Text shown =>
[Taxacom] evolution education

John Grehan jgrehan at sciencebuff.org
Sun Feb 6 16:43:12 CST 2011


Jeff concluded

"I would argue that eliminating evolution from high school science
education at best maintains our current situation, while continuing our
teaching of evolution does no additional harm, but has the potential for
good. I think you could possibly make an argument that we never
should've taught evolution in high school, but now that you have,
removing it would only remove the opportunity to fix the misconceptions
that exist in the general population and could possibly increase
tensions between the perceived "believers" and "nonbelievers". The
solution is in better teachers and better curriculum."

Yes one could argue that, just as much as the opposite. As for
misconceptions, I would argue that this is not the problem, the problem
being the absence of evolution being taught as a science rather than a
belief system (and a particular evolution belief system at that).

John Grehan

-----Original Message-----
From: taxacom-bounces at mailman.nhm.ku.edu
[mailto:taxacom-bounces at mailman.nhm.ku.edu] On Behalf Of Jeffrey Gunther
Sent: Sunday, February 06, 2011 2:25 PM
To: taxacom at mailman.nhm.ku.edu
Subject: Re: [Taxacom] evolution education

I am a secondary science education student with a background in
organismal biology, so felt I'd throw in my two cents on this topic. I
agree with some of the already mentioned sentiments that there is a
significant problem with the quality of evolution education and that a
lot of it boils down to teacher and curriculum selection issues as well
as a perceived red state/blue state issue associated with the topic.

However, I would have to say that despite the fact that there is some
terrible evolution education out there, the answer is not giving up on
it until post-secondary education. First off, despite seeing some pretty
bad teaching of evolution, nothing I've seen has actually been bad
enough that it does some active harm, in my opinion. The worst evolution
education simply reinforces the major misconceptions that exist in the
general population. While we obviously don't want these reinforced, the
worst case scenario is a reinforcing of what students are already being
exposed to. On the other hand, a competent high school teacher (which do
exist) can actively try to combat these misconceptions.

I would argue that these misconceptions are well enough ingrained in our
common consciousness that ending the teaching of evolution in high
school would not erase them, at least not in any meaningfully short
timeframe. In addition, as has been previously mentioned, the majority
of people don't ever attend a 4 year college and of those that do
attend, some will never take a biology class. I think that never
exposing the majority of people to evolution will allow the
misconceptions to continue unabated and may even expand the red
state/blue state issues by making evolution appear "privileged",
ivory-tower knowledge.

Excerpted records =>
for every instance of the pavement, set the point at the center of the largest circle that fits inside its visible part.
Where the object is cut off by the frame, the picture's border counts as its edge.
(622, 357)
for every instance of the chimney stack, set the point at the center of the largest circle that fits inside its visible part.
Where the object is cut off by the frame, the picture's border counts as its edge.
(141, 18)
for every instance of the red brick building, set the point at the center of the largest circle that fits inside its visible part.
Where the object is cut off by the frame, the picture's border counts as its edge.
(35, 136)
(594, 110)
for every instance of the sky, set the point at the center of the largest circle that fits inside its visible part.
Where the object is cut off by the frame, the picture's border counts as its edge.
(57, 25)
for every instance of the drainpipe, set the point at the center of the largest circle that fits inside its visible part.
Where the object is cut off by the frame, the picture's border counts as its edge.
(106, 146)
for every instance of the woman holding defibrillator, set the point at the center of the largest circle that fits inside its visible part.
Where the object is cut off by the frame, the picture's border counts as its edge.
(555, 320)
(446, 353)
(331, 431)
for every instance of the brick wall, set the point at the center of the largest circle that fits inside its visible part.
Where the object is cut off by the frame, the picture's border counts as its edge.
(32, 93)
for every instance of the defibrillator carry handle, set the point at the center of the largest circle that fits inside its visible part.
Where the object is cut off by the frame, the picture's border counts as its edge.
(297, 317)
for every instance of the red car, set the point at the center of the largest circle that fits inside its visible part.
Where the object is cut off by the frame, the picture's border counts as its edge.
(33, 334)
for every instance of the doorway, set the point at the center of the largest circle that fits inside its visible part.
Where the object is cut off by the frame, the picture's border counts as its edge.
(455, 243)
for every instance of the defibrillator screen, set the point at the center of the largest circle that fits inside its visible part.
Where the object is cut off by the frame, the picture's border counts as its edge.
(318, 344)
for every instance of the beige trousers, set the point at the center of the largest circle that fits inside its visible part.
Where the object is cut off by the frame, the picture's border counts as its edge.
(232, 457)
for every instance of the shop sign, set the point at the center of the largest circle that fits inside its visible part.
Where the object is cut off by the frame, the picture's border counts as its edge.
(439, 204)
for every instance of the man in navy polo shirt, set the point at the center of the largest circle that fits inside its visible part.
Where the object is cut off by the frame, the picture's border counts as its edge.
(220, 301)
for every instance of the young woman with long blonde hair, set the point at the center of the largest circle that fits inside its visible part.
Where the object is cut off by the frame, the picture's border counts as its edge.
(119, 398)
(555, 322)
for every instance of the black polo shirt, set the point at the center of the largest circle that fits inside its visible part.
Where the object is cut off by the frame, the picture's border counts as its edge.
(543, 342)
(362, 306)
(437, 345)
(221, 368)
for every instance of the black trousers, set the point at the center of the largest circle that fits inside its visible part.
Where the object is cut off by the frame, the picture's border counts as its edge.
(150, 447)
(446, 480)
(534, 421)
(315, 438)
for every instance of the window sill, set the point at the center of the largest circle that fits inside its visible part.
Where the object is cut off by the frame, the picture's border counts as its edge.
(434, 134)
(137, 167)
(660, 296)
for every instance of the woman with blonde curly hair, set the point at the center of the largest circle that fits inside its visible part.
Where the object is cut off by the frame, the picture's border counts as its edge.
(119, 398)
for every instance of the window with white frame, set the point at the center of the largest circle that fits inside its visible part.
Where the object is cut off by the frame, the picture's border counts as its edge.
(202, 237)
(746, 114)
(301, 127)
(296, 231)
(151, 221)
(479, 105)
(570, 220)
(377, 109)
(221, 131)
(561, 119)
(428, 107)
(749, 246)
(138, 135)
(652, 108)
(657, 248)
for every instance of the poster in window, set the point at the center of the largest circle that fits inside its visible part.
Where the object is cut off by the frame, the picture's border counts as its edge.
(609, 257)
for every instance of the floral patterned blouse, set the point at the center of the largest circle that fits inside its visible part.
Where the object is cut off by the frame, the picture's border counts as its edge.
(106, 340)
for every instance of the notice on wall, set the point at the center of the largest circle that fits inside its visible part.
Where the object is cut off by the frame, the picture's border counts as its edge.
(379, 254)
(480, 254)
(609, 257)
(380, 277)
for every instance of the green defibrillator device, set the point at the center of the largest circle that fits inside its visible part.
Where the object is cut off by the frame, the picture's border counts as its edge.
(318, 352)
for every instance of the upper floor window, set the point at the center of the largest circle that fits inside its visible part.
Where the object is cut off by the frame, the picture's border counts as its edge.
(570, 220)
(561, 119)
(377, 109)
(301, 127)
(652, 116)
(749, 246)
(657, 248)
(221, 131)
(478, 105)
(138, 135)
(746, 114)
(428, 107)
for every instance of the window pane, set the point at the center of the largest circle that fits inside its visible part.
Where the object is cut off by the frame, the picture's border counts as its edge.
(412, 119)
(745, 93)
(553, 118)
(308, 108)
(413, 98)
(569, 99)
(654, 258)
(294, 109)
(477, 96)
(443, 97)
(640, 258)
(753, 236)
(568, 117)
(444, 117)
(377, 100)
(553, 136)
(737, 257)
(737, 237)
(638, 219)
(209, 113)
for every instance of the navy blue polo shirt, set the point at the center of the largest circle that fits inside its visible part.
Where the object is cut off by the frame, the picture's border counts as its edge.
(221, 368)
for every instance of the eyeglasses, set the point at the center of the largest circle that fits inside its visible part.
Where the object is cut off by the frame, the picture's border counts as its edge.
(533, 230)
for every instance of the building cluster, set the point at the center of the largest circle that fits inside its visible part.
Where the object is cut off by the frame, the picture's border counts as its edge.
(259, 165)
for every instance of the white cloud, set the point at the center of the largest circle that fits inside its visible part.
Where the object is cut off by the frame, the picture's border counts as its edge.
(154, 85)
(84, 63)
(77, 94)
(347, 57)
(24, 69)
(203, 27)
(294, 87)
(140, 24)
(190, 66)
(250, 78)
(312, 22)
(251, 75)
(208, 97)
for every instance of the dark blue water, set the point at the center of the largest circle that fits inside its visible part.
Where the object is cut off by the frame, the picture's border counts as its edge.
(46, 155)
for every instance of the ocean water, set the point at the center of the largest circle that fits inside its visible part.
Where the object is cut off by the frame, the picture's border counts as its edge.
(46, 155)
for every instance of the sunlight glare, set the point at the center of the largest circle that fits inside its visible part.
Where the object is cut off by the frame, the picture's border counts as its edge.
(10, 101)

About this task => In the message on evolution education, what field does Jeffrey Gunther name as the background of a secondary science education student?

Answer section => Organismal biology.